:: Texto fuente

(Foto: Mario Jasso / Cuartoscuro)(Foto: Mario Jasso / Cuartoscuro)

Límites constitucionales de los estados frente a la federación. (a propósito de las mal llamadas “leyes esposa”)

En los últimos días se ha abierto una discusión pública a partir de reformas constitucionales y legales en materia electoral aprobadas — o en proceso de discusión — en algunas entidades federativas. Estas reformas buscan regular la manera en que debe cumplirse el principio de paridad de género en la postulación a gubernaturas y han adquirido relevancia tanto por su contenido como por las preguntas jurídicas que plantean en relación con el sistema constitucional mexicano. Los casos han sido analizados de manera conjunta por los efectos prácticos que producen y por el tipo de debate que han detonado.

En San Luis Potosí, el Congreso local aprobó en 2025 una reforma constitucional que, mediante un artículo transitorio, establece que en el proceso electoral de 2027 los partidos políticos únicamente podrán registrar mujeres como candidatas a la gubernatura. En Yucatán, por su parte, el Congreso estatal aprobó en 2023 una reforma constitucional que incorporó una regla de alternancia obligatoria en la postulación al Poder Ejecutivo estatal, la cual, dadas las condiciones políticas actuales, conduce en el proceso inmediato siguiente a un resultado idéntico. Estos ejemplos se inscriben en una discusión más amplia sobre cómo deben instrumentarse los principios constitucionales en cargos de elección unipersonal dentro de un Estado federal.

Más allá de las lecturas coyunturales, el debate relevante es de naturaleza estrictamente jurídica. Se trata de un problema clásico del constitucionalismo: la jerarquía de las normas y la distribución de competencias entre el poder constituyente federal y los legisladores locales. La paridad de género es hoy un mandato constitucional indiscutible; sin embargo, el modo en que se le da contenido normativo plantea preguntas fundamentales sobre quién puede decidir, hasta dónde y con qué límites.

La Constitución federal establece la paridad como principio rector del sistema electoral. No obstante, lo hace deliberadamente en términos abiertos, sin imponer una fórmula única ni un mecanismo cerrado de cumplimiento, particularmente en lo que respecta a cargos de elección unipersonal como las gubernaturas. Este diseño responde a una lógica central del federalismo constitucional: el constituyente fija los principios estructurales y las entidades federativas los desarrollan, siempre dentro del marco que esos principios trazan. En otras palabras, la Constitución autoriza el desarrollo normativo, no la redefinición del modelo.

::::

Ejercicio planteado 1: Duplica literalmente el tramo del texto sobre la paridad en las gubernaturas que va desde "En los últimos" hasta "que han detonado.".
El texto sobre la paridad en las gubernaturas no guarda relación con las filas.

:: Datos de trabajo

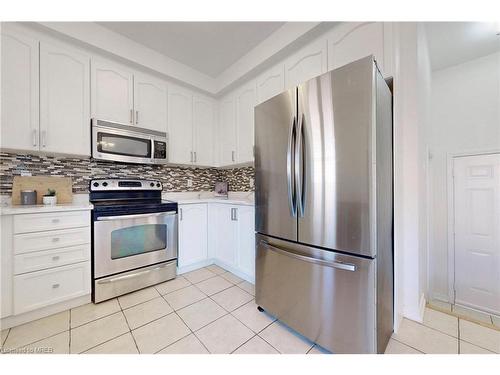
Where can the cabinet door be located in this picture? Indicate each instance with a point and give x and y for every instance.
(19, 98)
(112, 92)
(354, 40)
(245, 104)
(204, 128)
(245, 216)
(227, 131)
(193, 235)
(180, 125)
(309, 62)
(226, 235)
(64, 100)
(270, 83)
(150, 103)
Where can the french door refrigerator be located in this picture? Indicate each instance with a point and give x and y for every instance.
(324, 208)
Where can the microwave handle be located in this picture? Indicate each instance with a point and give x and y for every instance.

::::

Ejercicio planteado 2: Presenta como lista numerada, omitiendo las líneas en blanco, el tramo de las filas que va desde la línea que contiene "Where can the french" hasta el final de las filas.

Resultado esperado 1:
En los últimos días se ha abierto una discusión pública a partir de reformas constitucionales y legales en materia electoral aprobadas — o en proceso de discusión — en algunas entidades federativas. Estas reformas buscan regular la manera en que debe cumplirse el principio de paridad de género en la postulación a gubernaturas y han adquirido relevancia tanto por su contenido como por las preguntas jurídicas que plantean en relación con el sistema constitucional mexicano. Los casos han sido analizados de manera conjunta por los efectos prácticos que producen y por el tipo de debate que han detonado.

Resultado esperado 2:
1. Where can the french door refrigerator be located in this picture? Indicate each instance with a point and give x and y for every instance.
2. (324, 208)
3. Where can the microwave handle be located in this picture? Indicate each instance with a point and give x and y for every instance.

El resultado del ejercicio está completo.